Фрагмент текста —
>>>>>
Зато  пасхальный ритуал крашенья яиц вводит  яркие цвета, связанные с памятью о России:

 

Когда-то на Невском проспекте оборванцы продавали особого рода щипцы. Этими щипцами было так удобно захватить и вынуть яйцо из горячей темно-синей или оранжевой жидкости. Но были также и деревянные ложки; легко и плотно постукивали о толстое стекло стаканов, в которых пряно дымилась краска. Яйца потом сохли по кучкам — красные с красными, зеленые с зелеными. И еще иначе расцвечивали их: туго обертывали в тряпочки, подложив бумажку декалькомани, похожую на образцы обоев. И после варки, когда лакей приносил обратно из кухни громадную кастрюлю, так занятно было распутывать нитки, вынимать рябые, мраморные яйца из влажных, теплых тряпок; от них шел нежный пар, детский запашок.

 

Описание крашенья пасхальных яиц – это общее место эмигрантской литературной ностальгии. Ср. «Детство Никиты» Алексея Толстого (1920-1922): «Аркадий Иванович и Никита красили их наваром из луковой кожуры – получались яйца желтые, заворачивали в бумажки и опускали в кипяток с уксусом  — яйца пестренькие, красили лаком “жук”, золотили и серебрили»[6].

В бреду Жозефины это петербургское многоцветие (а у Набокова многоцветие иногда говорит о  присутствии мотива арлекина, например, в упоминаниях о цветных стеклах на русских дачных верандах) начинает вытеснять мотивы черноты: «В голове путались шелесты, чмоканье деревьев, черные тучи – и воспоминанья пасхальные – горы разноцветных яиц, смуглый блеск Исакия…».

«Смуглый» здесь – самоцитата; в стихотворении 1922 года «Весна» Набоков  писал: «Лазурь торжественная ночи текла над городом, и там, как чудо, плавал купол смуглый, и гул тяжелый, гул округлый всходил к пасхальным высотам!»[7]

Сам бред оркестрован как благовест:  «бурный, могучий, как колокольное дыхание»; «бухали колокола»; «и снова взволнованный гул счастья обдавал душу». Сюда же вплетается тема катанья яиц: пасхальной забавы детей и молодежи: «Горы разноцветных яиц рассыпались с круглым чоканьем;  …яйца взбегали, скатывались по блестящим дощечкам, стукались, трескалась скорлупа».
<<<<<
Задание 1 —
Перепишите дословно часть фрагмента о крашенье пасхальных яиц: начните со слов «Когда-то на Невском» и остановитесь после слов «пар, детский запашок.».
Фрагмент и записи между собой никак не связаны.

Записи к заданию —
>>>>>
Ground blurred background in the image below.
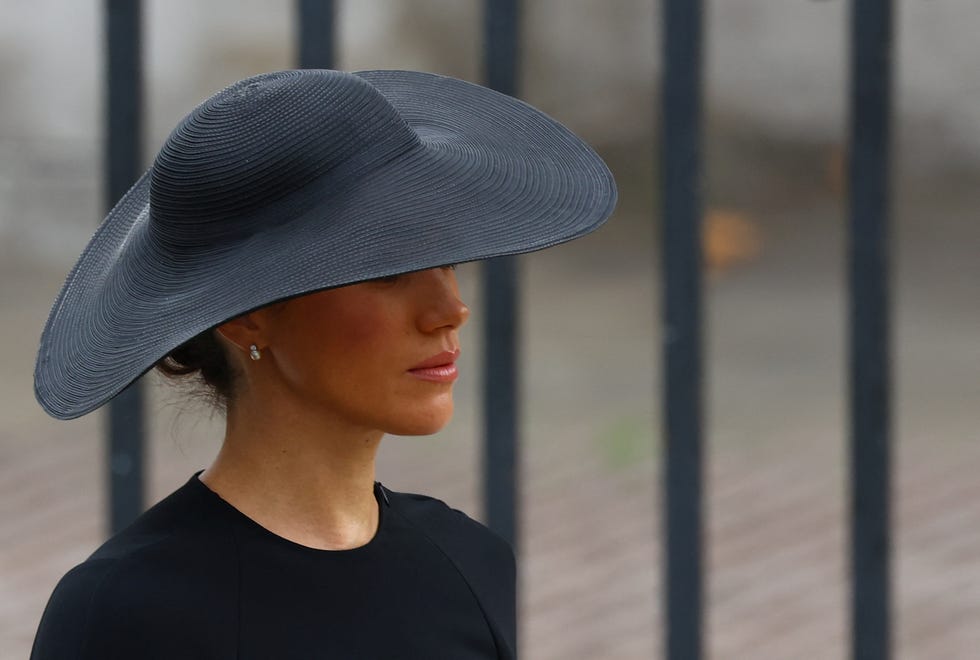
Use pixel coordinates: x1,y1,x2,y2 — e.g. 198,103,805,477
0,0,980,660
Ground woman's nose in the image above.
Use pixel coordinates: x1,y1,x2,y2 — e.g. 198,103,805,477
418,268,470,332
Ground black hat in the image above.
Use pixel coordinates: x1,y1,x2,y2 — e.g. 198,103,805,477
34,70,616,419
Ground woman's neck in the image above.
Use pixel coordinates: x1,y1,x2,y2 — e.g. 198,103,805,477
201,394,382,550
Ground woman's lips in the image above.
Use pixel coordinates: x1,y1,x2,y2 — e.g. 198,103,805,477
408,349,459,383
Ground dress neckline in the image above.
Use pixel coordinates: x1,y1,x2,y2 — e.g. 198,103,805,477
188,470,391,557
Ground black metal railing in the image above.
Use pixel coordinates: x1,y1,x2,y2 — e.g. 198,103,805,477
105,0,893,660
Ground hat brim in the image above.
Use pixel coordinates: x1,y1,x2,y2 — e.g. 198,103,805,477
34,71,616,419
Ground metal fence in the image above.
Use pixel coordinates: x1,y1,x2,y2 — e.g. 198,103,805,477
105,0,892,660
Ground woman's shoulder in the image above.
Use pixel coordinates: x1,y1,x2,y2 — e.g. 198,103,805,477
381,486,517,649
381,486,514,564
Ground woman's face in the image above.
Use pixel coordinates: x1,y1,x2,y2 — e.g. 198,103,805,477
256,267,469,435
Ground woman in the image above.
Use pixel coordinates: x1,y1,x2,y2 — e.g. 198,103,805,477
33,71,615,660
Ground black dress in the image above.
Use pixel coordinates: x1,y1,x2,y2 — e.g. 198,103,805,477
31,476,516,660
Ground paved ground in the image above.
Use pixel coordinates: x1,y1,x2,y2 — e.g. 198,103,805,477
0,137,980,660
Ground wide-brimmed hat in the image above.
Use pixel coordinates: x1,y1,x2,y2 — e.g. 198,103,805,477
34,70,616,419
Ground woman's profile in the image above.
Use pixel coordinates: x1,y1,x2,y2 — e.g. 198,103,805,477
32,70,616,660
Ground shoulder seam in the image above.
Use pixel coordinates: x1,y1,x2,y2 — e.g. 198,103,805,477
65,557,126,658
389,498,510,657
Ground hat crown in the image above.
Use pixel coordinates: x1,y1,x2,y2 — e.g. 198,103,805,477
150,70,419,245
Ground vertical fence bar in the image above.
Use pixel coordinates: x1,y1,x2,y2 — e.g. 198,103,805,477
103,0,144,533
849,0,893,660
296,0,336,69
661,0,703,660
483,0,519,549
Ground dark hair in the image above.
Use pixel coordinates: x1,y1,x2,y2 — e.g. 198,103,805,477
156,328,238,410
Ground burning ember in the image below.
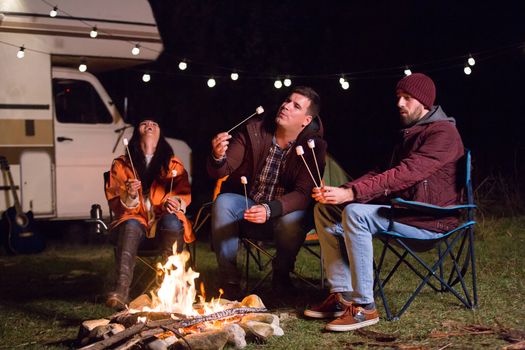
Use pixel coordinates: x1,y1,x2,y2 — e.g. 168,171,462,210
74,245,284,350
<<<<<
Задание 2 —
Повторите без изменений строки записей: начните со строки, где есть «Ground woman's profile in the image above.», и остановитесь после последней строки записей. Изображения в ответ не включайте.

Полный ответ 1 —
Когда-то на Невском проспекте оборванцы продавали особого рода щипцы. Этими щипцами было так удобно захватить и вынуть яйцо из горячей темно-синей или оранжевой жидкости. Но были также и деревянные ложки; легко и плотно постукивали о толстое стекло стаканов, в которых пряно дымилась краска. Яйца потом сохли по кучкам — красные с красными, зеленые с зелеными. И еще иначе расцвечивали их: туго обертывали в тряпочки, подложив бумажку декалькомани, похожую на образцы обоев. И после варки, когда лакей приносил обратно из кухни громадную кастрюлю, так занятно было распутывать нитки, вынимать рябые, мраморные яйца из влажных, теплых тряпок; от них шел нежный пар, детский запашок.

Полный ответ 2 —
Ground woman's profile in the image above.
Use pixel coordinates: x1,y1,x2,y2 — e.g. 198,103,805,477
32,70,616,660
Ground shoulder seam in the image above.
Use pixel coordinates: x1,y1,x2,y2 — e.g. 198,103,805,477
65,557,126,658
389,498,510,657
Ground hat crown in the image above.
Use pixel coordinates: x1,y1,x2,y2 — e.g. 198,103,805,477
150,70,419,245
Ground vertical fence bar in the image above.
Use pixel coordinates: x1,y1,x2,y2 — e.g. 198,103,805,477
103,0,144,533
849,0,893,660
296,0,336,69
661,0,703,660
483,0,519,549
Ground dark hair in the image above.
Use pixel coordinates: x1,y1,x2,y2 — e.g. 198,103,805,477
156,328,238,410
Ground burning ember in the image below.
Use pixel coordinates: x1,y1,x2,y2 — e.g. 168,171,462,210
74,245,284,350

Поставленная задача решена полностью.